That was five years ago. Jose Reyes was 23 years old, and the Mets were a team on the rise, built around Reyes, David Wright, and Carlos Beltran. A team that came one key hit away from the World Series, a team that promised to be even more in the years to come. Those heydays never came; the past five years of Mets baseball have brought nothing but unrelenting pain for the Mets and for Reyes, who has battled countless injuries and lost. It didn’t turn out like it was supposed to.

But lo, Reyes is still here, and at last he is healthy and looks like Jose Reyes again—just in time for rumors to begin swirling that the Mets might try to trade him, a move that will say a lot about the direction the Mets’ new management plans to take this franchise in. Jose Reyes is a player any team in baseball would give just about anything to have. Everyone, alas, but the Mets.

The 2011 New York Mets—on the field, anyway—have not been the embarrassment they were expected to be, which is a far cry from saying they’ve been good. They’re in last place in the National League, playing in front of sparse crowds, but that’s not a major shock: The National League East has turned out to be one of the better divisions in baseball, and the Phillies, Marlins, and Braves appear unlikely to falter over the next five months. The Mets have had the predicted pitching woes and then some, thanks to the invisible injury snipers that have been living in Flushing the last three seasons. And while some of the Mets’ bigger-name stars like Wright and Beltran have been healthy and productive, it’s clear to everyone—not least of all the new Mets management group—that, as currently constituted, this is not a World Series–caliber ball club. Again, this is not a surprise: The Mets came into the season under construction, in a holding pattern, waiting for nearly $60 million of dead contracts to expire and the ­Wilpon-Madoff financial follies to be resolved in the off-season. The Mets are rebuilding. Considering what they have been through in the past five years and how much money they’ve spent for the privilege, this is precisely what they should do.

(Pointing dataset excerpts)
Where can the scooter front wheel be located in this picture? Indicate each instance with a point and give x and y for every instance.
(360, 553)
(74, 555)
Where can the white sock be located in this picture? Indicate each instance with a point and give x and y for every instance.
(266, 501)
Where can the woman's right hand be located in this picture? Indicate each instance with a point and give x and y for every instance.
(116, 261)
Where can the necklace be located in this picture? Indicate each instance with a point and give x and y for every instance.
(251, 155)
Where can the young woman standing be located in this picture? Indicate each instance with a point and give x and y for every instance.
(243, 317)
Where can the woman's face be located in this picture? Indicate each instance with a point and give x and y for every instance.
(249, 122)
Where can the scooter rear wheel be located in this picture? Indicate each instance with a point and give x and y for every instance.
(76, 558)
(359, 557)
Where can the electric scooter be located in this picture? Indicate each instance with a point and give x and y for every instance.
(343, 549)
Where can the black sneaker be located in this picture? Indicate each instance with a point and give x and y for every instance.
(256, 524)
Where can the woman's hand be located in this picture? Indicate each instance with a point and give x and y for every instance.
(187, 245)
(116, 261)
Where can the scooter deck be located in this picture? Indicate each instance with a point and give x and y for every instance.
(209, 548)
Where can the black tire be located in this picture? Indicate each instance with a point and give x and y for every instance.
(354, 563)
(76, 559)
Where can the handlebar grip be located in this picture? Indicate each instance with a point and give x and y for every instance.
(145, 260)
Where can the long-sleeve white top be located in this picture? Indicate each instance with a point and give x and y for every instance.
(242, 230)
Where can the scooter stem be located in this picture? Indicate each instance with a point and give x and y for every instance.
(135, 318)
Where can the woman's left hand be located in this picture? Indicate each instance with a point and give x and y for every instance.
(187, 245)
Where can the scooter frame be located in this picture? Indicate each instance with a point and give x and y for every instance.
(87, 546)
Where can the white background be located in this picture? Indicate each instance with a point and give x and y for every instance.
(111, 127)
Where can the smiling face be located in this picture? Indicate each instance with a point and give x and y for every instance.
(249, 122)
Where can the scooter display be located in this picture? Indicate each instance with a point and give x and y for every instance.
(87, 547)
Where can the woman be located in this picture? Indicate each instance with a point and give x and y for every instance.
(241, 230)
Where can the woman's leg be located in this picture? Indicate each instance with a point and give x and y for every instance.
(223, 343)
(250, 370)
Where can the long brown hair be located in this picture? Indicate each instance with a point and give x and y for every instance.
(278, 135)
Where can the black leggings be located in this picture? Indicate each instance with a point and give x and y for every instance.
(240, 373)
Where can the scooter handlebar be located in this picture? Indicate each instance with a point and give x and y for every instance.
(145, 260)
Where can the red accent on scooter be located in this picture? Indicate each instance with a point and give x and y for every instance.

▶ [What you need to do]
• 1. According to the Mets article, how old was Jose Reyes five years ago?
• 2. Condense the paragraph of the Mets article that opens with "The 2011 New York Mets" into a short bulleted list that keeps its main facts.
• 3. Carry on the Mets article, beginning right after its final sentence.

▶ [Responses to the tasks]
• 1. He was 23 years old.

• 2.
- The 2011 Mets have not been the expected embarrassment, but they have not been good either.
- They sit in last place in the National League and play before sparse crowds, which is unsurprising given a strong National League East in which the Phillies, Marlins, and Braves seem unlikely to falter over the next five months.
- Injuries have made their predicted pitching problems even worse.
- Wright and Beltran have been healthy and productive, yet everyone, including the new management group, sees that the current roster is not a World Series–caliber team.
- The club began the season in a holding pattern, waiting for nearly $60 million in dead contracts to expire and for the Wilpon-Madoff financial troubles to be resolved in the off-season.
- The Mets are rebuilding, which is precisely what they should do after the past five years and the money spent during them.

• 3.
The problem is that Reyes accounts for $11 million of that potential payroll-shaving in October. For the first time since the Mets went from World Series contender to nightly Letterman joke, Reyes is 100 percent healthy, and he has responded by having the best year of his career. He currently has the highest batting average and OPS of any season since he entered the league, and he is on pace to steal almost 60 bases. He’s doing this while playing a premium position, shortstop, as well as anyone in baseball. He leads National League shortstops in hits, doubles, triples, and stolen bases and is second in batting average, OPS, and runs despite playing for a team that’s in the middle of the pack in scoring. He is, in short, having an All-Star season; odds are he’ll be leading off for the National League in July’s All-Star game in Arizona (presuming, of course, that some Phoenix immigration cop doesn’t try to spontaneously deport him).

But which team’s jersey will he be wearing? It is the Mets’ profoundly rotten luck that once they finally get Reyes healthy and stroking like they’ve needed him to for four years, the rest of the team has fallen lame all around him. The Mets’ new general manager, Sandy Alderson, and his gang are facing quite a pickle. It is one thing to clear out dead weight and build for the future. It is another thing altogether to trade away the team’s most popular, likable player while he’s having a career year and is only 27 years old.

The Mets have two options. Neither of them is ideal. Or both are. The first is to hang on to Reyes, ride it out, and take their chances that he will re-sign with the team in the off-season. From all reports, Reyes, a non-flashy guy who lives with his wife and three children in Manhasset, prefers to stay in a situation he finds comfortable; keeping him this season makes it more likely he’ll give favored-nation status to the Mets. (The team would have an exclusive negotiating window with Reyes after the season ends, as well as the goodwill of letting Reyes know he’s wanted.) Keeping Reyes throughout 2011 would give fans a reason to continue to come to Citi Field throughout September, when the Mets will have been long out of the playoffs, and they might even sell some more of their most popular jersey, too.

The other option is to trade him to a league full of teams starving for him. The most likely suitors are the defending World Series champions, the San Francisco Giants, who desperately need a shortstop and a leadoff man; with Reyes, they’d be getting one of the best in both capacities. (Other potential trade partners are the Cardinals, the Angels, and the Reds. Derek Jeter isn’t playing badly enough yet for the Yankees to get involved, mercifully.) There’s a strong argument to be made for shipping Reyes out before it’s too late, before the price goes down or, perish the thought, he gets hurt again.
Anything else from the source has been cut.